Mit diesem sehr finsteren Buch, dieser ungeheuer kundigen und sehr plausiblen Moritat vom Anthropozän, korrespondiert, nicht nur in der Länge, ein Band, von Pauline Altmann wie jeder der Bände mit Sorgfalt, Liebe, Understatement und schlichter Schönheit gestaltet, der sich „Enzyklopädien eines Ichs“ nennt. Komplizierte Sache zunächst, in die man sich aber rasch findet, wie überhaupt das ganze ambitionierte Projekt die Leserin mit offenen Armen empfängt, nicht Hermetik will, sondern sich darbietet wie eine Landschaft dem Blick, mal lieblich, mal schroff, mal zerklüftet, mal stellt sich ein Berg in den Weg, mal findet man erst am Horizont Halt.

Die „Enzyklopädien“ kommen als kleine mise-en-abyme, als Buch im Buch in Chantals „Cahiers“ vor, ein obskurer Dachbodenfund. Hier spricht die Ururgroßmutter Paulette Blanchard ihrerseits in Notizen, aber dieses Tagebuch-Ich ist von ihr selbst, wie man in einem Vorwort erfährt, zerklüftet in Stichworte, eben nach Art einer Enzyklopädie: von „Aeronautik“ bis „Yoshiwara“, nicht in einem alphabetischen Durchlauf, sondern in vielen, wobei jeder Abschnitt höchstens ein paar Monate im Leben der zu Beginn gerade 17-jährigen Paulette umfasst. Dieses Ich rundet sich nicht, sondern bleibt fragmentiert. Es geht, so schreibt sie, um „eine Ordnung, die alles in ein verwobenes Nebeneinander setzt statt ein Nacheinander“.

◆ DEINE AUFGABE:
Beantworte anhand des Textauszugs über die „Enzyklopädien eines Ichs“ folgende Fragen:
(a) Wer hat den Band „Enzyklopädien eines Ichs“ gestaltet?
(b) In welchem Werk kommen die „Enzyklopädien“ als Buch im Buch vor?
(c) Wie alt ist Paulette zu Beginn der Aufzeichnungen?

◆ AUSZÜGE AUS DATENSÄTZEN:
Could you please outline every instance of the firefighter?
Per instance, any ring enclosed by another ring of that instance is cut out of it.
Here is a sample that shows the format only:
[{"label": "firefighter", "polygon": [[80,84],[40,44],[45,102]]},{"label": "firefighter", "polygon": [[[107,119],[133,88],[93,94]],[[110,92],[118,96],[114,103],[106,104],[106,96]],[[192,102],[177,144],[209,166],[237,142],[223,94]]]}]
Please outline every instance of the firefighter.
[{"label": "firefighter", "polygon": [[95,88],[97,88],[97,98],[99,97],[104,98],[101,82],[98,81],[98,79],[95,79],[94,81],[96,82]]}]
==
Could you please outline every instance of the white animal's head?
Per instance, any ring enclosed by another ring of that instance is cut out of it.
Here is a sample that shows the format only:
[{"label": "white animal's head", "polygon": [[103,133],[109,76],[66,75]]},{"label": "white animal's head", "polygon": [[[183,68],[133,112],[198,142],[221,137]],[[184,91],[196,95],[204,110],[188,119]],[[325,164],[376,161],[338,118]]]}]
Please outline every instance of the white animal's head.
* * *
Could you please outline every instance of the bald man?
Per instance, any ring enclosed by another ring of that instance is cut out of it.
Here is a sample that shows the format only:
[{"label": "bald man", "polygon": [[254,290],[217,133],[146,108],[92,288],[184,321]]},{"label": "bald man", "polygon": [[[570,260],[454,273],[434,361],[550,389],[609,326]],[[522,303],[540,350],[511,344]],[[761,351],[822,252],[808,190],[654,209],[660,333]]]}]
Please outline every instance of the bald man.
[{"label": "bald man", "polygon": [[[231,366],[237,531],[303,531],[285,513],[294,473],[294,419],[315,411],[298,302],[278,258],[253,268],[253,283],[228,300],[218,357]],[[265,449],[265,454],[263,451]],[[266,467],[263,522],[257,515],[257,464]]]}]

◆ MUSTERLÖSUNG:
(a) Pauline Altmann
(b) In Chantals „Cahiers“
(c) Gerade 17 Jahre alt